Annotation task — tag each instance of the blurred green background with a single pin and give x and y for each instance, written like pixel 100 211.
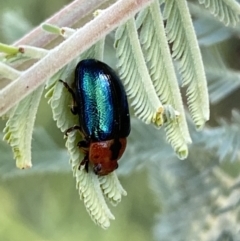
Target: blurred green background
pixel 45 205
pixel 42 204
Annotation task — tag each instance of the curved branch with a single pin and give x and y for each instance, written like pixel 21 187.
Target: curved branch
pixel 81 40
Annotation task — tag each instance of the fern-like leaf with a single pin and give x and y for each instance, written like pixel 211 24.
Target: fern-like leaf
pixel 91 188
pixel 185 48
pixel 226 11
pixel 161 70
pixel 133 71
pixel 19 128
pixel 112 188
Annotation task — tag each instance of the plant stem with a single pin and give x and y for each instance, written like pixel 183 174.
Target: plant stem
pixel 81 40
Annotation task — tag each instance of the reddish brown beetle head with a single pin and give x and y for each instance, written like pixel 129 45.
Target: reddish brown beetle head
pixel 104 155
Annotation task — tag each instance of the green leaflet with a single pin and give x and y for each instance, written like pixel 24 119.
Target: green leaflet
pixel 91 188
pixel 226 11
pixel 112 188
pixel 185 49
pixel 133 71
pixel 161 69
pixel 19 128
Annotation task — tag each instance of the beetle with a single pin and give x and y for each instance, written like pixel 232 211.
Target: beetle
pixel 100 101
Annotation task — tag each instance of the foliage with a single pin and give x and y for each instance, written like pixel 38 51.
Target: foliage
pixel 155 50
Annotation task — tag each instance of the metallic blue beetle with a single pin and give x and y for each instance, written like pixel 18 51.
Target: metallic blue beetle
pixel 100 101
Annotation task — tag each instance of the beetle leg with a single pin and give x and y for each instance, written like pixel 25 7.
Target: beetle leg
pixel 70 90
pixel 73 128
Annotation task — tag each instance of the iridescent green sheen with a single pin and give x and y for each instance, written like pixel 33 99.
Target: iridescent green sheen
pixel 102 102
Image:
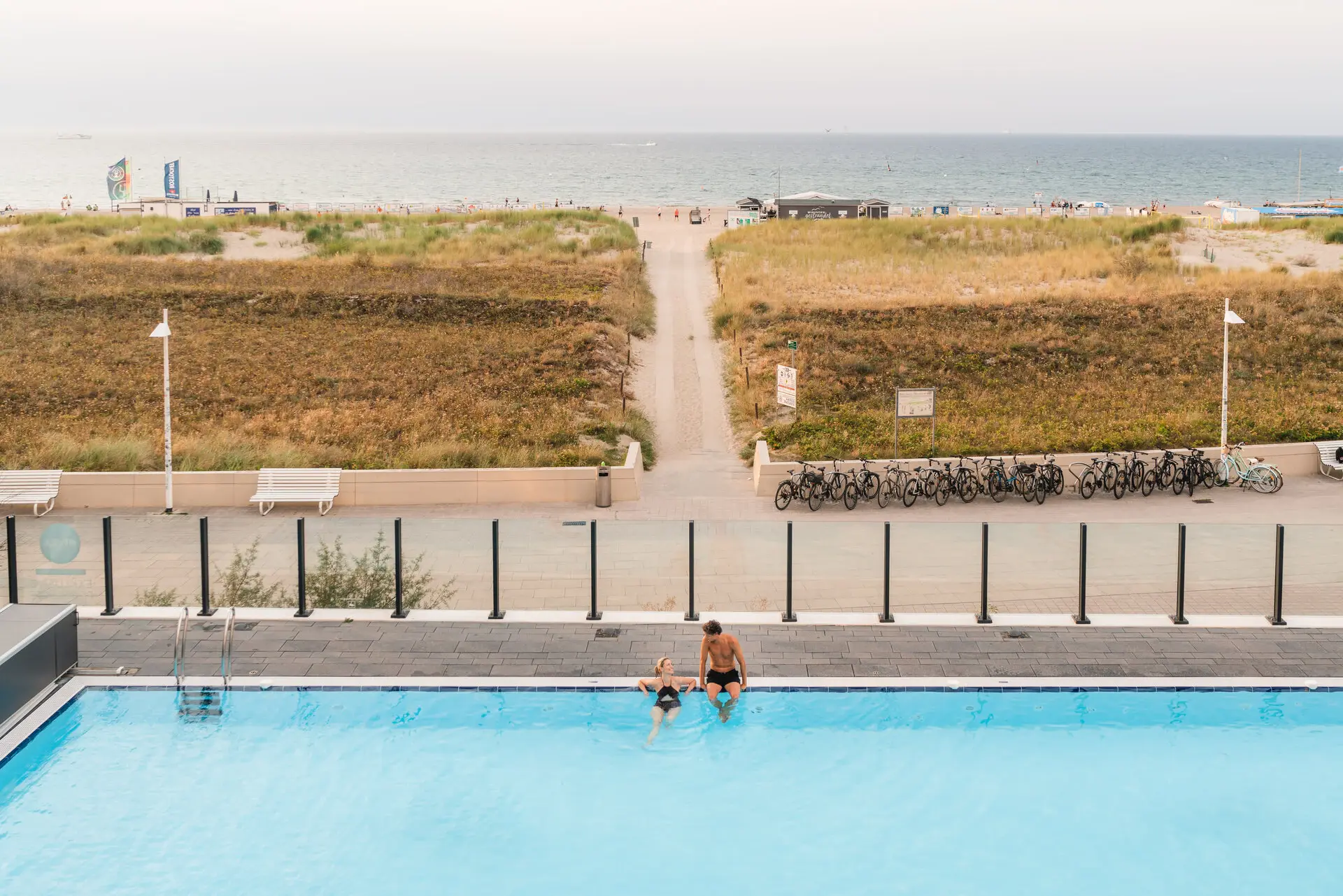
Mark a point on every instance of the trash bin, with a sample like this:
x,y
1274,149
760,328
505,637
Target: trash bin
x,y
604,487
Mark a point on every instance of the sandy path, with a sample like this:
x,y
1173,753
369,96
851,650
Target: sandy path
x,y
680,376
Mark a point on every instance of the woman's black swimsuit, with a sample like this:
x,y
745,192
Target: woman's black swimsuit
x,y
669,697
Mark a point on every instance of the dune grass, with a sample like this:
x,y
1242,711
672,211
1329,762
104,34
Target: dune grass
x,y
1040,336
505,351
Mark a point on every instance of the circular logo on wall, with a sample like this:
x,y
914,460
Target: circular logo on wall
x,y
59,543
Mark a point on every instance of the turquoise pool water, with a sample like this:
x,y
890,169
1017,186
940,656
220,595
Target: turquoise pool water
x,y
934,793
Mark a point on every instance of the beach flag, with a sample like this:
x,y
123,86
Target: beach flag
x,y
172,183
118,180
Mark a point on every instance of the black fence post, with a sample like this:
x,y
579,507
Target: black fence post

WORK REQUEST >>
Skipping all images, output the listing exactly.

YOUR RESPONSE >>
Annotation task — tag each instance of the blurred green background with a single pin and give x and y for each instance, written like pixel 100 211.
Target: blurred green background
pixel 45 205
pixel 42 204
Annotation task — tag each instance of the curved branch with a single pin and give x and y for each instance, written like pixel 21 187.
Target: curved branch
pixel 81 40
Annotation task — tag each instance of the fern-like leaf with a single pin and give x and y for each instance, written like pixel 211 24.
Target: fern-like leaf
pixel 91 188
pixel 185 48
pixel 226 11
pixel 161 70
pixel 133 71
pixel 19 128
pixel 112 188
Annotation task — tag each instance of the plant stem with a single pin and give x and y for each instance, written like pixel 183 174.
Target: plant stem
pixel 81 40
Annotation task — tag each instance of the reddish brown beetle head with a single pin and give x and y for each instance, written like pixel 129 45.
Target: reddish brown beetle head
pixel 104 155
Annotation task — tag each instance of the green leaflet with a single pin and give x and y for each instance, written like pixel 24 119.
Target: green leaflet
pixel 91 188
pixel 226 11
pixel 112 188
pixel 185 49
pixel 133 71
pixel 161 69
pixel 19 128
Annotation task — tag each instance of the beetle with a single pin and give x and y for each instance, written like pixel 232 211.
Target: beetle
pixel 100 101
Annotation task — tag each instance of the foliage with a single pin and give x and y for each instance, written like pixel 38 51.
Target: foliage
pixel 155 50
Annotation task — tag each instance of the metallic blue beetle with a single pin and give x and y for each instance, written like pixel 18 51.
Target: metallic blue beetle
pixel 100 101
Annotation task — tag each instance of the beetle leg with a single pin and give x and y for each instance, written like pixel 25 7.
Target: beetle leg
pixel 70 90
pixel 73 128
Annotation task — tag each instance of the iridescent green sheen with a single pin and give x and y for each instance, written like pixel 33 99.
Target: iridescent green sheen
pixel 102 102
Image:
Mark a point on every instance of the trash bin, with a sample like this:
x,y
1274,149
760,328
505,637
Target: trash bin
x,y
604,487
Mark a point on every instance of the sandy path, with a sample like this:
x,y
1173,753
369,96
851,650
Target: sandy path
x,y
680,376
Mark a point on every instance of the woman's black swimsuit, with a sample like this:
x,y
745,192
Target: woman's black swimsuit
x,y
669,697
Mark a point on every instance of the dune grass, with a sample like this:
x,y
1242,711
672,211
1329,762
104,34
Target: dune grass
x,y
1040,336
505,351
Mark a point on every instance of the circular logo on wall, with a sample like this:
x,y
914,460
Target: circular logo on wall
x,y
59,543
Mark a point on every instance of the turquoise pool water, with a sample like this:
x,y
890,169
1017,186
940,656
220,595
Target: turquoise pool water
x,y
934,793
Mark a point on every instance of the beach flag, with a sample like this:
x,y
123,86
Target: beach flag
x,y
172,183
118,180
Mark a point on every instance of the black fence post, with a sample like this:
x,y
579,507
Target: black fence post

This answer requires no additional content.